* **Document excerpt**
SPICES AND MARINADES
South American
Adobo (with and without pepper)
This blend includes salt, granulated garlic, oregano, black pepper and turmeric. It originated in the Philippines, but today it is more commonly associated with Latin American cooking and used to enhance the flavor of chicken, beef, and rice.
Complete Seasoning (Sazon Completa)
Its name says it all. This blend, containing salt, pepper, cumin and other spices, was inspired by the flavor of Latin cooking and by adding it to poultry, fish and meat it will have it ready in seconds for grilling, braising and other preparation methods. It is also a useful ingredient in salads, stews, sauces and vegetables.
Sazon Tropical
Latinos have repeatedly used formulas like this that are family-friendly, appealing to everyone. By rubbing one of these packets to meats, poultry, and fish, the essence of Hispanic flavor will be achieved immediately.
Saffron
This spice has been used in the Mediterranean region since ancient times. This product gives deep orange color and a delicious aroma to many meat and poultry dishes, and is indispensable for good paella and other rice dishes.
Badia Sour Orange Marinade
Badia’s own Sour Orange is made with real Sevillian oranges. It is a very popular marinade for chicken, turkey and all kinds of poultry. Its Latin origin makes it delicious for yucca and plantains dips and it is indispensable for preparing the original “mojito”.
Mojo Marinade
Mojo is a pungent Latin marinating sauce made of onion, garlic, cumin, oregano, salt, black pepper, orange, and lemon juice. In the process of marinating, this liquid ingredient adds flavor by being absorbs over a few hours and makes raw foods tender for preparation. It is typically used in meat, poultry, shellfish and vegetables.
Mexican
Chili Powder
This original Tex-Mex mix is ideal for use in cuisine typical of the Mexican border region. This is recommended for mixing with ground beef and hamburgers, and is also perfect for creating the traditional chili con carne.

* **Actions to take**
1. Copy the spice and marinade guide word for word, starting with "SPICES AND MARINADES" and going on through "Seasoning (Sazon Completa)".
2. Write the next part of the spice and marinade guide, picking up right after its final sentence.
The listing that comes next is separate material, apart from the spice and marinade guide.

* **Stored data**
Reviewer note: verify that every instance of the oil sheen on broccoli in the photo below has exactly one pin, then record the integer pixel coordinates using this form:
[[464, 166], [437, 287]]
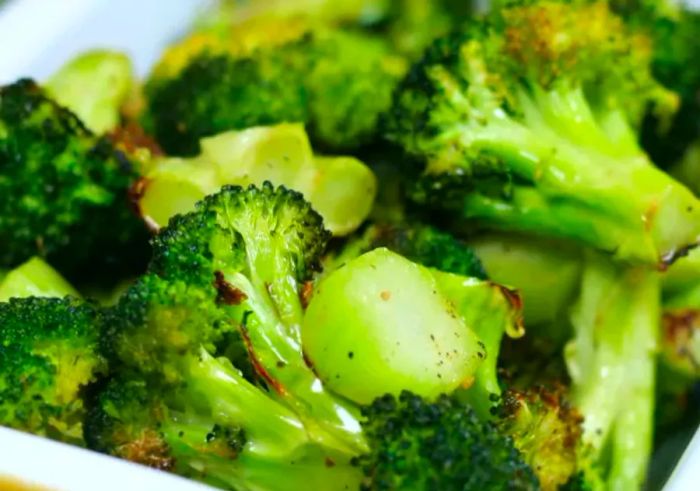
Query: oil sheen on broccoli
[[527, 122], [59, 186]]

* **Results by task**
1.
SPICES AND MARINADES
South American
Adobo (with and without pepper)
This blend includes salt, granulated garlic, oregano, black pepper and turmeric. It originated in the Philippines, but today it is more commonly associated with Latin American cooking and used to enhance the flavor of chicken, beef, and rice.
Complete Seasoning (Sazon Completa)

2.
Fajita Seasoning
This blend of spices with chili pepper unites the key flavors of Mexican cuisine and will give your fajitas, meats, poultry and fish a distinctive taste. Add half hour before cooking.
Taco Seasoning
This zesty Mexican blend can transform ground beef, steak or even a can of refried beef into a family “fiesta.” Taco seasoning can be also used for party dips and salsas.”
Menudo Mix
Menudo is a delicious and hearty stew that is very popular in Mexico. It combines beef tripe and hominy in a rich broth, and our mix contains the right amount of herbs, chili and spices that will make a perfect dish. You can also use this mix to add flavor to soups and salads.
Chimichurri Sauce
This both tangy and herbaceous sauce is made from garlic, parsley, olive oil, vinegar and herbs. It is traditionally served with the Argentinean “Asado” barbecue and is perfect for grilled meats and sausages. It can also be used as a spread with bread or to add a boost to vegetables, salads and soups.
Caribbean
Jerk Seasoning
Originally from Jamaica, this seasoning has a pungent flavor and irresistible aroma. It brings a special appeal to BBQ meats and fishes that are commonly moistened with garlic and lime juice after being cooked.
Caribbean Heat Habanero Pepper Sauce
The main ingredient of this popular and healthy sauce is the lantern-shaped Habanero, an extremely hot chili. Native to the Caribbean, the Yucutan and the north coast of South America, the Habanero pepper ranges from green to bright orange when ripe.
Tortuga Rum Bar-B-Que Sauce
Flavored with Tortuga Dark Rum, this tangy and naturally smoky combination of spices and seasonings is a delicious complement to ribs, chicken and all meats.
Tortuga Caribbean Spicy Mango Pepper Sauce
This 2004 Scovie “Fiery Foods” winner is a versatile spicy-sweet hot sauce makes an excellent relish or marinade, and is a unique “secret ingredient” to add Caribbean flair to any recipe.
Tortuga Hell-Fire Hot Pepper Sauce
Another Scovie “Fiery Foods” award winner! This premium hot sauce is blended with the hottest Caribbean scotch bonnet peppers available. Ideal zesty companion for meat, fish and poultry dishes.
Tortuga Sweet Heat Caribbean Pepper Sauce
Fiery Caribbean peppers are married to the tropical Carambola fruit producing a “tangy-sweet flavor”. Use as a condiment to bring “sweet heat” to gravies, seafood, poultry and meat dishes.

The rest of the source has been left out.